## WRITTEN REQUEST
Lay out everything from the line containing "point: shaved head" down to the end of the material below as a Markdown table with columns "Row" and "Line", skipping blank lines.

※

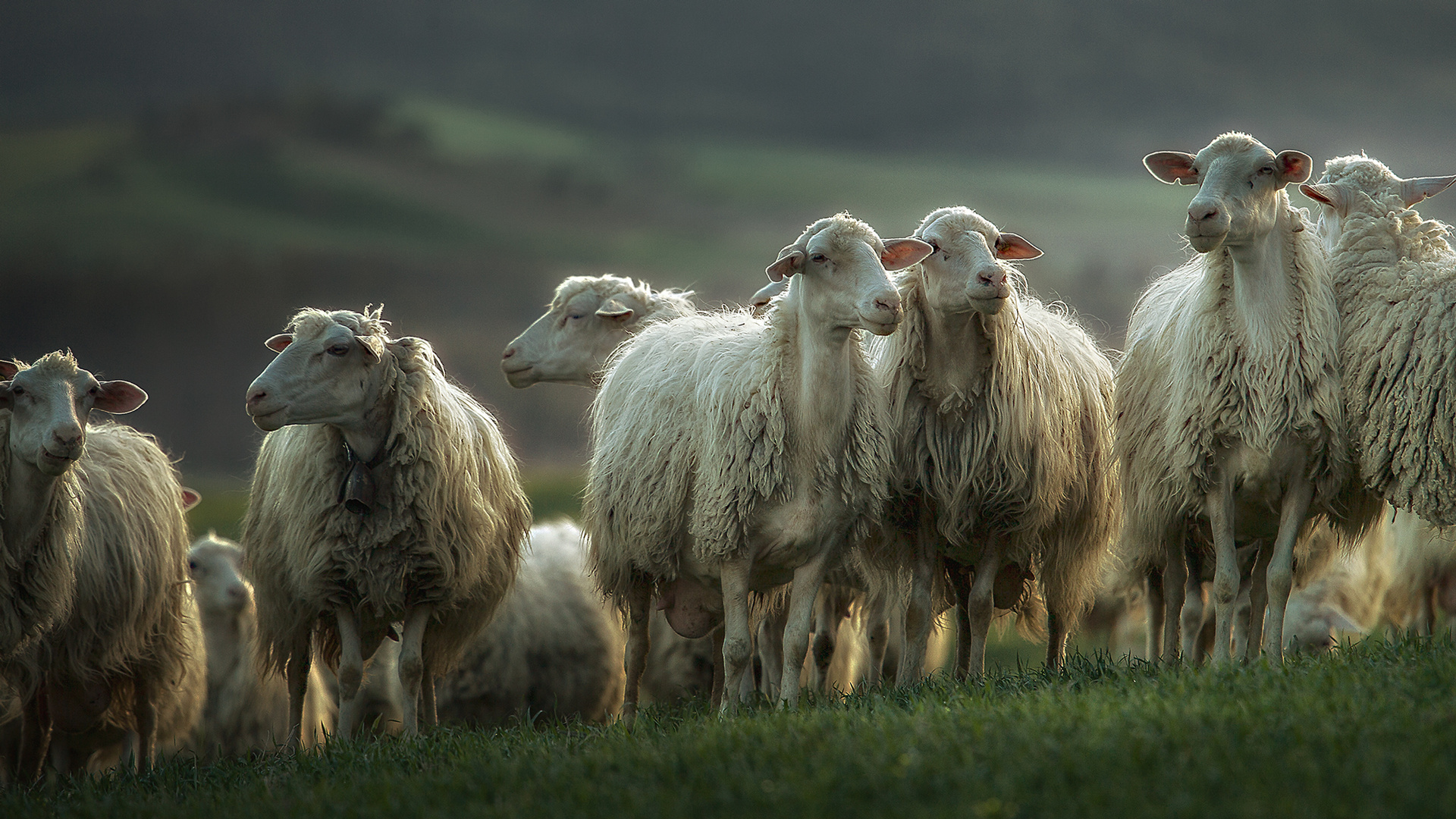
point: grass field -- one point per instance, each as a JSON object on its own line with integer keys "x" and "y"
{"x": 1365, "y": 732}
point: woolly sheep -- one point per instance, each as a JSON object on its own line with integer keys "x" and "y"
{"x": 382, "y": 493}
{"x": 587, "y": 319}
{"x": 766, "y": 460}
{"x": 1228, "y": 395}
{"x": 1003, "y": 463}
{"x": 126, "y": 657}
{"x": 1395, "y": 280}
{"x": 245, "y": 710}
{"x": 554, "y": 649}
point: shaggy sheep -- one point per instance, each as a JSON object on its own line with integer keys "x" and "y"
{"x": 126, "y": 657}
{"x": 382, "y": 493}
{"x": 245, "y": 711}
{"x": 1003, "y": 463}
{"x": 767, "y": 452}
{"x": 587, "y": 319}
{"x": 552, "y": 649}
{"x": 1229, "y": 400}
{"x": 1395, "y": 280}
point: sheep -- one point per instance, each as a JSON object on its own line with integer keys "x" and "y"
{"x": 245, "y": 711}
{"x": 1228, "y": 395}
{"x": 733, "y": 453}
{"x": 1003, "y": 461}
{"x": 587, "y": 319}
{"x": 552, "y": 649}
{"x": 124, "y": 657}
{"x": 382, "y": 493}
{"x": 1395, "y": 281}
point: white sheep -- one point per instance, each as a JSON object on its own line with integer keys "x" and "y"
{"x": 1395, "y": 280}
{"x": 93, "y": 510}
{"x": 1229, "y": 398}
{"x": 245, "y": 710}
{"x": 736, "y": 453}
{"x": 587, "y": 319}
{"x": 1002, "y": 411}
{"x": 554, "y": 649}
{"x": 382, "y": 493}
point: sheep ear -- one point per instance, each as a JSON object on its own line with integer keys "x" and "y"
{"x": 905, "y": 253}
{"x": 1329, "y": 194}
{"x": 786, "y": 265}
{"x": 1171, "y": 167}
{"x": 1012, "y": 246}
{"x": 615, "y": 309}
{"x": 1294, "y": 167}
{"x": 120, "y": 397}
{"x": 1423, "y": 188}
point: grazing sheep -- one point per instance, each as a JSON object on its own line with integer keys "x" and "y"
{"x": 1395, "y": 280}
{"x": 1229, "y": 401}
{"x": 1003, "y": 449}
{"x": 245, "y": 710}
{"x": 587, "y": 319}
{"x": 552, "y": 649}
{"x": 126, "y": 657}
{"x": 736, "y": 453}
{"x": 382, "y": 493}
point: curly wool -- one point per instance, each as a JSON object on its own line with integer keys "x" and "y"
{"x": 1185, "y": 387}
{"x": 1395, "y": 279}
{"x": 1027, "y": 455}
{"x": 446, "y": 529}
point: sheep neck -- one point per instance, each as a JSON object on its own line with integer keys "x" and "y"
{"x": 28, "y": 499}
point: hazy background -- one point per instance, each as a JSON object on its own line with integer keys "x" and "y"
{"x": 178, "y": 177}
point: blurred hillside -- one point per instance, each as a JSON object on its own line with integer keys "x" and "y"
{"x": 177, "y": 178}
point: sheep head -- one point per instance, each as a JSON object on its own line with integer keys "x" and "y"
{"x": 328, "y": 371}
{"x": 50, "y": 404}
{"x": 967, "y": 268}
{"x": 842, "y": 265}
{"x": 1239, "y": 184}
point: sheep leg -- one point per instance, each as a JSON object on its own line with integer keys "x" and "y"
{"x": 413, "y": 664}
{"x": 1219, "y": 506}
{"x": 979, "y": 607}
{"x": 297, "y": 673}
{"x": 1282, "y": 563}
{"x": 1153, "y": 586}
{"x": 639, "y": 613}
{"x": 1175, "y": 577}
{"x": 802, "y": 592}
{"x": 737, "y": 645}
{"x": 36, "y": 736}
{"x": 145, "y": 708}
{"x": 351, "y": 672}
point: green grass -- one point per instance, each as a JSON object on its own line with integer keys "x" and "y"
{"x": 1365, "y": 732}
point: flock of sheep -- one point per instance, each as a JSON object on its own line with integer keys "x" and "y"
{"x": 761, "y": 479}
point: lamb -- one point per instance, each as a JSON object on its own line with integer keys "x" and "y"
{"x": 93, "y": 516}
{"x": 245, "y": 711}
{"x": 552, "y": 649}
{"x": 767, "y": 453}
{"x": 1395, "y": 281}
{"x": 1003, "y": 453}
{"x": 587, "y": 319}
{"x": 382, "y": 493}
{"x": 1228, "y": 397}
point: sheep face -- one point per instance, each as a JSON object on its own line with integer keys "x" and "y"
{"x": 842, "y": 276}
{"x": 570, "y": 343}
{"x": 1238, "y": 181}
{"x": 965, "y": 270}
{"x": 50, "y": 404}
{"x": 327, "y": 378}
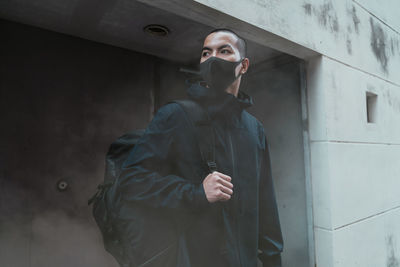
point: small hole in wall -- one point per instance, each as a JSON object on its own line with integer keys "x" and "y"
{"x": 371, "y": 100}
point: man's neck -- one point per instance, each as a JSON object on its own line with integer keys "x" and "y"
{"x": 233, "y": 89}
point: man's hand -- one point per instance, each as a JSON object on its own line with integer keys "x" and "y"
{"x": 218, "y": 187}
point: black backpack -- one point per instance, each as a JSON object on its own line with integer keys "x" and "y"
{"x": 106, "y": 199}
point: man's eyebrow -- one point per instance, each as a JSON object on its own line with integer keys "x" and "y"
{"x": 225, "y": 46}
{"x": 206, "y": 48}
{"x": 219, "y": 48}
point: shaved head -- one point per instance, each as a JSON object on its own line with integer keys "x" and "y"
{"x": 240, "y": 43}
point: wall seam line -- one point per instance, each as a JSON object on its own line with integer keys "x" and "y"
{"x": 367, "y": 218}
{"x": 375, "y": 16}
{"x": 354, "y": 142}
{"x": 363, "y": 71}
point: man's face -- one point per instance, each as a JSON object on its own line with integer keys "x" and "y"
{"x": 224, "y": 45}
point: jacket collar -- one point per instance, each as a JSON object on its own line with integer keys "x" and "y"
{"x": 220, "y": 105}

※

## WRITTEN ANSWER
| Row | Line |
|---|---|
| 1 | point: shaved head -- one point per instance, each as a JSON object on its own line with integer keys "x" and "y" |
| 2 | {"x": 240, "y": 43} |
| 3 | point: wall seam line -- one point per instance, each as a JSON object on its own line with integer keys "x" and "y" |
| 4 | {"x": 367, "y": 218} |
| 5 | {"x": 375, "y": 16} |
| 6 | {"x": 354, "y": 142} |
| 7 | {"x": 363, "y": 71} |
| 8 | point: man's face -- one point per instance, each as a JSON object on its own line with integer keys "x" and "y" |
| 9 | {"x": 224, "y": 45} |
| 10 | point: jacket collar -- one point per instance, each as a JSON object on its own line with integer keys "x" and "y" |
| 11 | {"x": 220, "y": 105} |